### EXERCISE AIM:
Please pick out and copy every line of the material that contains the word "blonde".

--- begin RECORDS TO PROCESS ---

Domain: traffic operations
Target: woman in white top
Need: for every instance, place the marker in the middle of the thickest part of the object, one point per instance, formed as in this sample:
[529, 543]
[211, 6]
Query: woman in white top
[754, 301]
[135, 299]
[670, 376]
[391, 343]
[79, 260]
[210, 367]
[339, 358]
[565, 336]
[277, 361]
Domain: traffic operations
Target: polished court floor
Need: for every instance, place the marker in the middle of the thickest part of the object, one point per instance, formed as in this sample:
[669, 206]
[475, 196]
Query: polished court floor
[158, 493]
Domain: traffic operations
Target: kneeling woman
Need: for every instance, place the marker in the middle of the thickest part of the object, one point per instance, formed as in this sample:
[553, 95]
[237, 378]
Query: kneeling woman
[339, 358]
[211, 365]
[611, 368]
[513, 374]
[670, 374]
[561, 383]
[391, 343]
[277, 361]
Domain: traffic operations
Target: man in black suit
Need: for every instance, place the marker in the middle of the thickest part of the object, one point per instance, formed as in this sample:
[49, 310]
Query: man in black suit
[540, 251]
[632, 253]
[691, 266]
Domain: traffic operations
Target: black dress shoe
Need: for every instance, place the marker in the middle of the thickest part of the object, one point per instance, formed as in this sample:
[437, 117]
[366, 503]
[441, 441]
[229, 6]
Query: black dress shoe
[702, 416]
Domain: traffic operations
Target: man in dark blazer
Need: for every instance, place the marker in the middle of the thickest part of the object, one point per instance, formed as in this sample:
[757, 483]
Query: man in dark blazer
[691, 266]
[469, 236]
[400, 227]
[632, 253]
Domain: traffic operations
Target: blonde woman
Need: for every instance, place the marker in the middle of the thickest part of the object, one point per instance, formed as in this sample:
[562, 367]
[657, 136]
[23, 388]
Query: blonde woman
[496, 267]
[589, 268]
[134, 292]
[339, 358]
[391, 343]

--- end RECORDS TO PROCESS ---

### ANSWER TO THE TASK:
Target: blonde woman
Query: blonde woman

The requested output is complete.